*** Record set Section Begins ***

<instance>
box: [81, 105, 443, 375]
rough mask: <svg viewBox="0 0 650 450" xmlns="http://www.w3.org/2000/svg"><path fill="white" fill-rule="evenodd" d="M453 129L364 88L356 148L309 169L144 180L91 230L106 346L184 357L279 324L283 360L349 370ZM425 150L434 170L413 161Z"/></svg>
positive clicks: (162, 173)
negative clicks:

*** Record set Section Ends ***

[Required action]
Copy the records above exactly.

[Problem solution]
<instance>
box: [81, 105, 443, 375]
rough mask: <svg viewBox="0 0 650 450" xmlns="http://www.w3.org/2000/svg"><path fill="white" fill-rule="evenodd" d="M453 129L364 88L356 148L309 169L144 180L91 230L106 346L184 357L279 324L283 360L349 370ZM425 150L434 170L413 161Z"/></svg>
positive clicks: (162, 173)
negative clicks:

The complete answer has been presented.